Document segment:
** begin **

2019 Art+Pride Exhibit
Exhibition Dates: June 22-July 21, 2019
Opening Reception: June 22nd, 2019 from 5:00 pm to 8:30 pm
Location: Harvey Milk Photo Center, 50 Scott St. San Francisco
In honoring the Stonewall riots 50 years ago, Harvey Milk Photo Center proudly present you the Stonewall 50 Years Anniversary Art Exhibit. This exhibit is intended for local artists to showcase their best contemporary artworks focusing on celebrating LGBTQ community.
Dave Christensen, Director, Harvey Milk Photo Center
Nicola Bosco-Alvarez, Entertainment Producer
Illustration by Gordon Silveria
Stonewall 50 – and Before
By Hank Trout
In 1966, three members of the Genovese crime family pooled their resources and bought The Stonewall Inn, a sleepy restaurant and nightclub at 51-53 Christopher Street in New York City’s fabled Greenwich Village that catered to straight customers. Despite the citywide campaign to rid the city of gay bars that began earlier in the sixties, the Mafia owners immediately turned the Inn into a gay bar. The bar was a mess! It had no running water behind the bar and there were no fire exits, and the toilets overran constantly. Once a week police officers wandered into the bar to collect envelopes stuffed with payoff because the Inn had no liquor license. But it was the only bar in New York City that allowed same-sex couples to dance, and that brought the gay folks into the Inn like moths to a flame.
Police raids on gay bars were, it seemed, a naturally occurring phenomenon. Bars were routinely raided at least once a month, their liquor seized, and patrons harassed and arrested along with the bar’s employees. The Stonewall was raided as often as any other gay bar in the City.
This time would be different.
At 1:20 a.m. on the morning of Saturday, June 28, 1969, four plainclothes police officers, a detective and a deputy inspector from the Public Morals Squad, stormed into the Stonewall Inn, announcing, “Police! We’re taking the place,” proclaiming their plan to close the Stonewall for good. The patrons who had never experienced a police raid were confused and terrified; the ones who were veterans of other raids ran for the door and the window in the bathroom to escape. But the police had barricaded the window and the door. Two hundred five patrons and bar staff were trapped.
However, the raid did not go according to the policemen’s program. As typical of all such raids, some of the drag queens and transgender folks were the first arrested. The police permitted those not arrested to exit the front door. But instead of going home or off to another bar, those patrons, some 150 of them, stayed and hung around the door of the Stonewall. Soon other gay folks just out walking the Village joined them.
An officer shoved one of the drag queens, who responded by hitting him over the head with her purse as the crowd began to boo. One African-American self-described “butch dyke” who was roughed up and put into one of the patrol cars, Storme DeLarverie yelled at the crowd, “Why don’t you guys do something!?”

** end **

(Rows from a box-labeling dataset)
** begin **

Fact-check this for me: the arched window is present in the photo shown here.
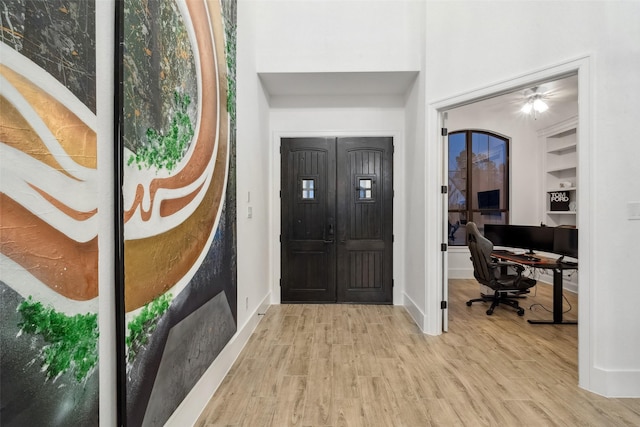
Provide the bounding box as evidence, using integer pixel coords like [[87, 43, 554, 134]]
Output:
[[448, 130, 509, 246]]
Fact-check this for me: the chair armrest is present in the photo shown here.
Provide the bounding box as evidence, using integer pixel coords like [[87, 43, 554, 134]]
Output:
[[493, 260, 524, 275]]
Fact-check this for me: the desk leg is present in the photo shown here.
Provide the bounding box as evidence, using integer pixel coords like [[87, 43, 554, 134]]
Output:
[[528, 268, 578, 325]]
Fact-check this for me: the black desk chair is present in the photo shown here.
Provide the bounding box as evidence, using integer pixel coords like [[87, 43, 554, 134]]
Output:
[[467, 222, 536, 316]]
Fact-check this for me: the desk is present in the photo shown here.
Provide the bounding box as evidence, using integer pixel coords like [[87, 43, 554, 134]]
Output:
[[491, 251, 578, 325]]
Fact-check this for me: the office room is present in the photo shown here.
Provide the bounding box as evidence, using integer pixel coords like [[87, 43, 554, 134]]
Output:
[[0, 0, 640, 427]]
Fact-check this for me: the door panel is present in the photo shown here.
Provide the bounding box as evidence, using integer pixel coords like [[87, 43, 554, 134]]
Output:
[[337, 138, 393, 303], [281, 138, 393, 304], [280, 138, 336, 302]]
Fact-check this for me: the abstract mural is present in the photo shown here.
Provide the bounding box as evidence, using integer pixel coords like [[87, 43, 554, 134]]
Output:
[[120, 0, 237, 426], [0, 0, 99, 426]]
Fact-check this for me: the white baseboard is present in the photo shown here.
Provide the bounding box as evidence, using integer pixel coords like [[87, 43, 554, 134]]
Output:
[[447, 268, 473, 279], [583, 368, 640, 398], [403, 293, 424, 332], [165, 293, 271, 427]]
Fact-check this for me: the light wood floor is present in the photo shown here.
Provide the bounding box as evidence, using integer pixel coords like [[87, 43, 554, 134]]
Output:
[[196, 280, 640, 427]]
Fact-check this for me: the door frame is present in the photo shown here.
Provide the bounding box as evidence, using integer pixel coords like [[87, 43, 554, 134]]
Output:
[[269, 129, 406, 305], [427, 55, 597, 390]]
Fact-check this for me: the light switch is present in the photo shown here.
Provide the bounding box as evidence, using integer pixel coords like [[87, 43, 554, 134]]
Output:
[[627, 202, 640, 219]]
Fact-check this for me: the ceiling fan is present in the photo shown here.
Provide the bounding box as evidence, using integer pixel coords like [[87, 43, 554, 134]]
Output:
[[520, 86, 549, 119]]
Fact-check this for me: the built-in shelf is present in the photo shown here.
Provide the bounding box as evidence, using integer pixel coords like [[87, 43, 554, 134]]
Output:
[[547, 187, 577, 193], [538, 116, 578, 226]]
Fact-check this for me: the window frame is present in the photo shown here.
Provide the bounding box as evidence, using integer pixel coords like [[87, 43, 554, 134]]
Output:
[[447, 129, 511, 246]]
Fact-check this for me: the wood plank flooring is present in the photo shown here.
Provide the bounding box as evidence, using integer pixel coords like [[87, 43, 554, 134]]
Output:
[[196, 280, 640, 427]]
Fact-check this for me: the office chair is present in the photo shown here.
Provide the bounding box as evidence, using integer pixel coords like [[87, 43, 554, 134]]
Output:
[[467, 222, 536, 316]]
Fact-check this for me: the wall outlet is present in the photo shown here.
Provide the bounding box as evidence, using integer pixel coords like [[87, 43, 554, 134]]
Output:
[[627, 202, 640, 219]]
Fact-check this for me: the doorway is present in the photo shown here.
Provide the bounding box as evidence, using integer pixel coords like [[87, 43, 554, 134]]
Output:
[[280, 137, 393, 304]]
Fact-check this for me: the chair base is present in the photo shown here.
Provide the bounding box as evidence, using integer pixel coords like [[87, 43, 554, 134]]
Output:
[[467, 291, 526, 316]]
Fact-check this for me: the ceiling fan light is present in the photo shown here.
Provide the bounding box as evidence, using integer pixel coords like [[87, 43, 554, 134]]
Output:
[[533, 98, 549, 113]]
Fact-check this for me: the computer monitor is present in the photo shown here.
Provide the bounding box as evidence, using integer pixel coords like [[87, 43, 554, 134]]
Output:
[[484, 224, 554, 253], [478, 189, 502, 216], [552, 227, 578, 258]]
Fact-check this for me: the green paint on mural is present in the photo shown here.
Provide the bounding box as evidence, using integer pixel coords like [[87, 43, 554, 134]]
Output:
[[126, 294, 173, 363], [127, 92, 194, 171], [18, 297, 99, 382], [223, 2, 237, 123]]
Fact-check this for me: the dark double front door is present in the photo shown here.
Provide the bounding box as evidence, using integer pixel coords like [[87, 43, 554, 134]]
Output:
[[280, 137, 393, 304]]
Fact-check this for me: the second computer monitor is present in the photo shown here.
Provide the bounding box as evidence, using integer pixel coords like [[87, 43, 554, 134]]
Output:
[[552, 227, 578, 258], [484, 224, 554, 252]]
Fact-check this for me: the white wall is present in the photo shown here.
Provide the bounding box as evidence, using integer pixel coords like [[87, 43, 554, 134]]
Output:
[[426, 2, 640, 396]]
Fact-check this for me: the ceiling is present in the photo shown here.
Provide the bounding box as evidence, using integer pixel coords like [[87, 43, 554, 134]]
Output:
[[260, 71, 418, 96], [456, 75, 578, 127]]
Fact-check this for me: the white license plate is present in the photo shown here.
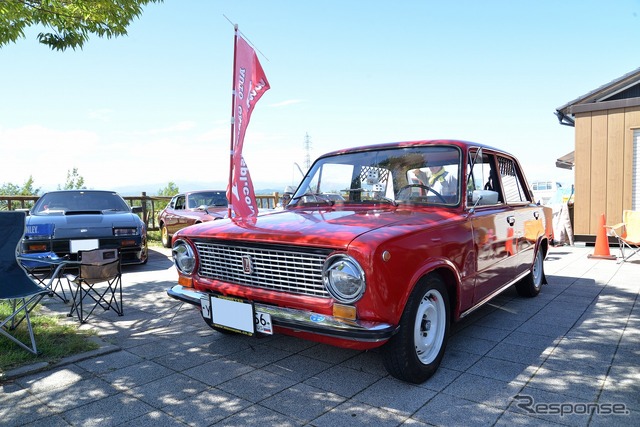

** end **

What you will do:
A. In the exhibit page, reproduce the passage between "Police raids on" and "would be different.", inclusive, substituting "occurrence" for "phenomenon".
B. Convert the lines of the rows between the line holding "Fact-check this for me: the white wall" and the line holding "[[426, 2, 640, 396]]", inclusive, into a numbered list, omitting any blank lines.

Task answers:
A.
Police raids on gay bars were, it seemed, a naturally occurring occurrence. Bars were routinely raided at least once a month, their liquor seized, and patrons harassed and arrested along with the bar’s employees. The Stonewall was raided as often as any other gay bar in the City.
This time would be different.

B.
1. Fact-check this for me: the white wall is present in the photo shown here.
2. Provide the bounding box as evidence, using integer pixel coords like [[87, 43, 554, 134]]
3. Output:
4. [[426, 2, 640, 396]]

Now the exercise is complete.